• TASK GOAL: Copy each line of the following material that has the string "every".

• PROVIDED DATA:
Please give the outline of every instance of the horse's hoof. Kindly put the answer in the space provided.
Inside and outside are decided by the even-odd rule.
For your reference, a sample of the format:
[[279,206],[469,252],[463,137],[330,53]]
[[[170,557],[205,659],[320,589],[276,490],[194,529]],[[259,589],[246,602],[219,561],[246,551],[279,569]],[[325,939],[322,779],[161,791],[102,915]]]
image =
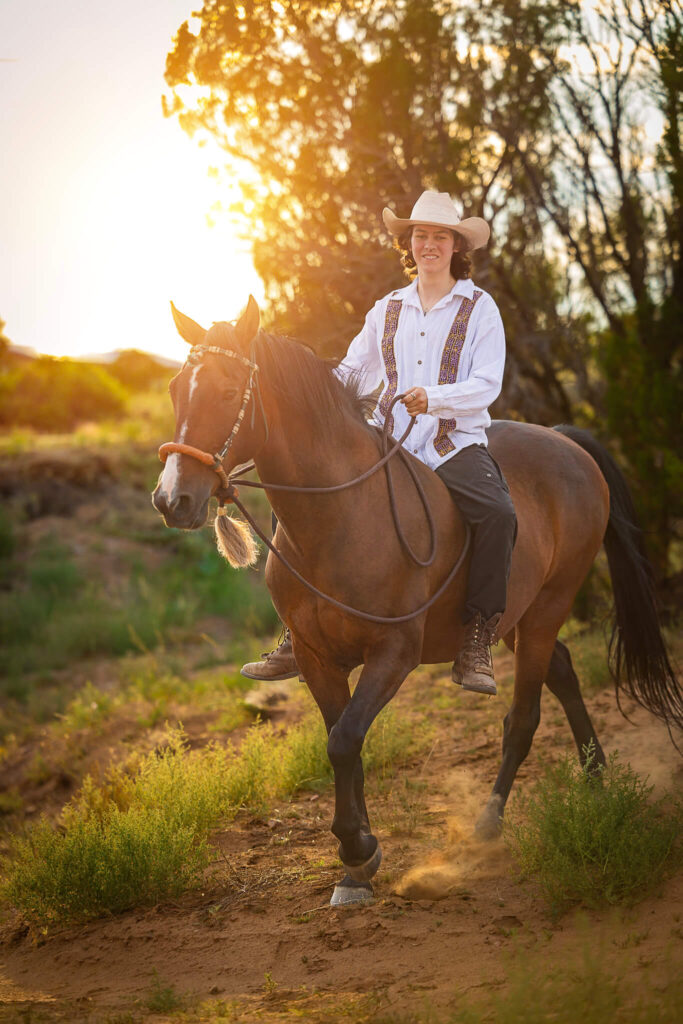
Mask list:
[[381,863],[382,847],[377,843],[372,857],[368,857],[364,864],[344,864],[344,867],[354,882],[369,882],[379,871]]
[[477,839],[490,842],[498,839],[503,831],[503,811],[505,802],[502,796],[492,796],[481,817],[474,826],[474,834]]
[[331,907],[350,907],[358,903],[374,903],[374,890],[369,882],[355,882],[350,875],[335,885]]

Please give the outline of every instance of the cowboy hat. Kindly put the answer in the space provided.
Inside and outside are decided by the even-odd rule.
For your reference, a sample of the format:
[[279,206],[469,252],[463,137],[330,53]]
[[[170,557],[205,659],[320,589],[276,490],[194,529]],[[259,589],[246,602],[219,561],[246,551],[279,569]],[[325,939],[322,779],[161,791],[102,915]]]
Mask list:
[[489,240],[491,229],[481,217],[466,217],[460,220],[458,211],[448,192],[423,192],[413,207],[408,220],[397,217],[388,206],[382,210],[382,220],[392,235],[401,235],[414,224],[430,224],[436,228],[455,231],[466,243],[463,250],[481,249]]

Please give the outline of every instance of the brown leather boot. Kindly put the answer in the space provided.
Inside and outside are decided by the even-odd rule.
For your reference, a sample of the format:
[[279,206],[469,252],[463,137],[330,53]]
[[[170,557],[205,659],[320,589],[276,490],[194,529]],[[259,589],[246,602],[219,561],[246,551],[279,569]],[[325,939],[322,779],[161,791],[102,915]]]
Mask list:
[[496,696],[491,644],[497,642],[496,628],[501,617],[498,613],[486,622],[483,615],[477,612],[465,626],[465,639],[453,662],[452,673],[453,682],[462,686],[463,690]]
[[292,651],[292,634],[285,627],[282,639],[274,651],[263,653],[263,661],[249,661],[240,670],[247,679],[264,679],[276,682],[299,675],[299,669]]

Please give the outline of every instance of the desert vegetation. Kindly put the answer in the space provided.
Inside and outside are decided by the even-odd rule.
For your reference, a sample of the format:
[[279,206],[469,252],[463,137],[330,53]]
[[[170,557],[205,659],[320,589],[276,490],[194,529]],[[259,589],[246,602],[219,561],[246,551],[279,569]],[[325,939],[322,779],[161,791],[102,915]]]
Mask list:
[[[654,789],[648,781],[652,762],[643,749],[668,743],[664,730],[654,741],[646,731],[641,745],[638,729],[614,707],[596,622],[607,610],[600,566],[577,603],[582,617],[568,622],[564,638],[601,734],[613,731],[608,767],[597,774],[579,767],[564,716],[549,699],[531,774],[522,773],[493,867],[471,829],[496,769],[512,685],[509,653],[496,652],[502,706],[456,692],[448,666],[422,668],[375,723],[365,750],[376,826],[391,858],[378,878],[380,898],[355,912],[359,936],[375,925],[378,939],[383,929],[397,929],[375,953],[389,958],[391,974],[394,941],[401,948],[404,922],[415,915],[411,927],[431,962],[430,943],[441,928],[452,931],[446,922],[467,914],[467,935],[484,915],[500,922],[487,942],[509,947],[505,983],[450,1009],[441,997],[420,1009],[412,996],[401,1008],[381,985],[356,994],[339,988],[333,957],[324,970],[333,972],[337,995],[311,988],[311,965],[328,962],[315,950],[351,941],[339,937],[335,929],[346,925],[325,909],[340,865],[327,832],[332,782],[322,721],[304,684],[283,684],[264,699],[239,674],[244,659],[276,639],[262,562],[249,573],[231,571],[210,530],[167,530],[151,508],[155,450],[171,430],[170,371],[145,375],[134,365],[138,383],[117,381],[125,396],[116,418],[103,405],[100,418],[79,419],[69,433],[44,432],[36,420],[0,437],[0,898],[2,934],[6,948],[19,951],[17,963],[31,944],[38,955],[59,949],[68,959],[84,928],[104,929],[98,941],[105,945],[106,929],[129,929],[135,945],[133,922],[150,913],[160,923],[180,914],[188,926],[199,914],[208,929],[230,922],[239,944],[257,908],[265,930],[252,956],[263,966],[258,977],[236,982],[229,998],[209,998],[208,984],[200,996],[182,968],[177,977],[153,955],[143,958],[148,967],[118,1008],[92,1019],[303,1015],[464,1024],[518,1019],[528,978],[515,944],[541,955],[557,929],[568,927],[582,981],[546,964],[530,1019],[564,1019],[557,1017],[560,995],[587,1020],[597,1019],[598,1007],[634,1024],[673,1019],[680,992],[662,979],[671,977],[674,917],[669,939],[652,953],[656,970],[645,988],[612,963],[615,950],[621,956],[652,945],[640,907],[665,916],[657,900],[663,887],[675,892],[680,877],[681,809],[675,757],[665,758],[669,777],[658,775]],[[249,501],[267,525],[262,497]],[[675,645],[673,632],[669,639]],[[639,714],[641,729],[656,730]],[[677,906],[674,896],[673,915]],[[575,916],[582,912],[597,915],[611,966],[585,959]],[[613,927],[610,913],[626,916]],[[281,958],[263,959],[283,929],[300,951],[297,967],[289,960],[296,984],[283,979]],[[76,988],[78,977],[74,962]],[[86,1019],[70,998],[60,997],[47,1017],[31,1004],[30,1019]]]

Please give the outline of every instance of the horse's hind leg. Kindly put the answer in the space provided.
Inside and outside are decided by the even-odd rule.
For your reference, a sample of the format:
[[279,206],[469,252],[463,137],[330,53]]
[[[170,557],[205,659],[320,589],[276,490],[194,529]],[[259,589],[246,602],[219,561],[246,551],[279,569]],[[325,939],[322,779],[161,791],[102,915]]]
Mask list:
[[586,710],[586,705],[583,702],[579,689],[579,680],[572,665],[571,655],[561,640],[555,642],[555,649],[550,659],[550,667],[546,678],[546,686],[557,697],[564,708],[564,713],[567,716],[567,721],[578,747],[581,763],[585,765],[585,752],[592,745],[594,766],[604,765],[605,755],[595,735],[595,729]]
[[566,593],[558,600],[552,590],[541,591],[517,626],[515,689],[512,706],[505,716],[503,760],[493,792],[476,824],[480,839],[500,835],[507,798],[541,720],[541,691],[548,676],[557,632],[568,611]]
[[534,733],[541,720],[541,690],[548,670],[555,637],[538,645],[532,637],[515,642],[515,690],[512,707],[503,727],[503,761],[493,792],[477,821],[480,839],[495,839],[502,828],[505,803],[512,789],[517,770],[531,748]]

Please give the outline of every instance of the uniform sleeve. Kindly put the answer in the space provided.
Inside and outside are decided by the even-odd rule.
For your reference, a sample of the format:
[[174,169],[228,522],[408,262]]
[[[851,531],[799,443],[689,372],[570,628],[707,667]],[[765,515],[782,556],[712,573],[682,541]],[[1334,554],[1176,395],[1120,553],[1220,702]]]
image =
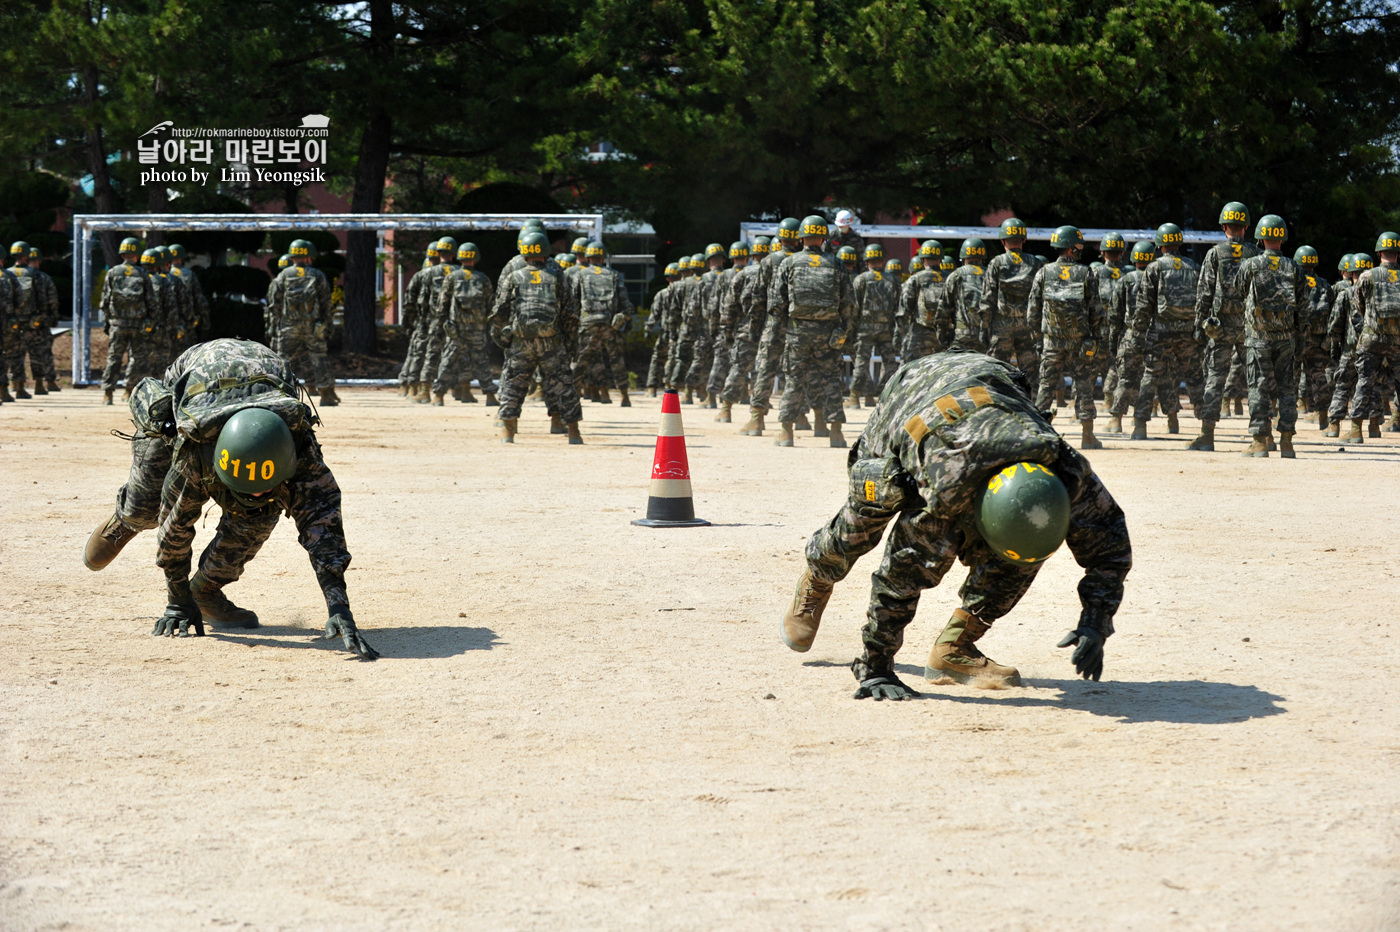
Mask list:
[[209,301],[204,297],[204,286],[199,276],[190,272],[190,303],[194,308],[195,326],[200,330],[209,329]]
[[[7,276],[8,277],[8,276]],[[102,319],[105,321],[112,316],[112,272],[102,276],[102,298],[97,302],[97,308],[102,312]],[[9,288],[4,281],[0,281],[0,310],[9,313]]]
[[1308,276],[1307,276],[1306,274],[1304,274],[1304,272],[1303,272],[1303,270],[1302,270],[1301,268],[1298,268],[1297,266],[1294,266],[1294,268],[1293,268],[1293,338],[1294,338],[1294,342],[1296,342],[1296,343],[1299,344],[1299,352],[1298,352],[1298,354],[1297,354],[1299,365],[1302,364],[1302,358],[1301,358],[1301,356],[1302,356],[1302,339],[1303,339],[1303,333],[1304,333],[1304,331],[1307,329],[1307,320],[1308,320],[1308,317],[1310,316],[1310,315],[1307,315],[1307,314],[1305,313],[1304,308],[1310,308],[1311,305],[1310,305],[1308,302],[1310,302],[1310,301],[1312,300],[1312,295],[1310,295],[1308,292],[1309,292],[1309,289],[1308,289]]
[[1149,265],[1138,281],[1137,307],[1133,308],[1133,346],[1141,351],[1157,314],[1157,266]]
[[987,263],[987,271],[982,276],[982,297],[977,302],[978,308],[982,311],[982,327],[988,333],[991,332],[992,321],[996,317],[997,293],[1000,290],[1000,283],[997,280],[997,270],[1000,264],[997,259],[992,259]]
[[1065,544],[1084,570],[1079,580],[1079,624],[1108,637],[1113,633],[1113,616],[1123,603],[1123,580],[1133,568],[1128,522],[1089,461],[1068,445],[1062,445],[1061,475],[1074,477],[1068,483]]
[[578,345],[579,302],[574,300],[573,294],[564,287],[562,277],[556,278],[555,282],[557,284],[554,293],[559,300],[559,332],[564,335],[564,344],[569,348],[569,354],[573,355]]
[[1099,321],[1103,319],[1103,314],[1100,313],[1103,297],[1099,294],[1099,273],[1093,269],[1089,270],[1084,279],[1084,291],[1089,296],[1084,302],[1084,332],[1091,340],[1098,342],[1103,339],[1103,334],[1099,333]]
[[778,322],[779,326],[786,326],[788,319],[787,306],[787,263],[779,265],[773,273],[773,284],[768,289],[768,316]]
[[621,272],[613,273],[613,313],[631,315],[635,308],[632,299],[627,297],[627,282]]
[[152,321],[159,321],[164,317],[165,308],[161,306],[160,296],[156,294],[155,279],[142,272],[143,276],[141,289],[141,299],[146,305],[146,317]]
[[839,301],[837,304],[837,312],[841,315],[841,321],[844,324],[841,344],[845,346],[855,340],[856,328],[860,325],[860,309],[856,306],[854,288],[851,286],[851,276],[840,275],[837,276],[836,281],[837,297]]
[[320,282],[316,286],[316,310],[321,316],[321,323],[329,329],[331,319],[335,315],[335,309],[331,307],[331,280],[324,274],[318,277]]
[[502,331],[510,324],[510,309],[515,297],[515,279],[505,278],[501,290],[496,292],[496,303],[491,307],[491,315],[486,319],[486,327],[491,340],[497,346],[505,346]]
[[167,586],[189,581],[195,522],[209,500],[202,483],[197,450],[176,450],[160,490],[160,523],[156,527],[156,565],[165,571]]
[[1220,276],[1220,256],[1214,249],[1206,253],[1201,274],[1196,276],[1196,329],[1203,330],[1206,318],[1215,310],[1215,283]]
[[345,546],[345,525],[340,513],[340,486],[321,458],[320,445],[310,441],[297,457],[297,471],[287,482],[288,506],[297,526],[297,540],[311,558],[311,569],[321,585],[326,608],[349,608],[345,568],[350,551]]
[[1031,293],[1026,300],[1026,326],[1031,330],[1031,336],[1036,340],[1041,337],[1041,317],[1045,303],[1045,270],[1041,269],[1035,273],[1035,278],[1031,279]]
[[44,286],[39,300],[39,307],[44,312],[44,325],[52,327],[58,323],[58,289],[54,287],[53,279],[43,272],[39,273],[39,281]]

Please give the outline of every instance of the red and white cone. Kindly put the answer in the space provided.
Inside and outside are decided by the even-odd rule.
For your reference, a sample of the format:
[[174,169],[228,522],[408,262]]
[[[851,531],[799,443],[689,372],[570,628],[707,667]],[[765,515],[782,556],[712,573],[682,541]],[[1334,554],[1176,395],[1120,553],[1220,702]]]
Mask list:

• ANSWER SPACE:
Please give the outline of every instance of the horse's hoof. Kindly put the answer in the space provided.
Please give the outline of every instance of the cowboy hat. Kindly put the answer in the space provided.
Please give the outline of every instance of the brown leather boot. Kindly put the answer in the space provided.
Please give the outline of every instance of the desert vegetation. Kindly put the answer in the space provided.
Please give the outline of every instance of the horse's hind leg. Kindly put the answer in the space provided.
Please give the outline of every instance of the uniform sleeve. Kindly put the answer in the space provided.
Please give the outline of every instance of the red and white cone. Kindly put the answer in the space provided.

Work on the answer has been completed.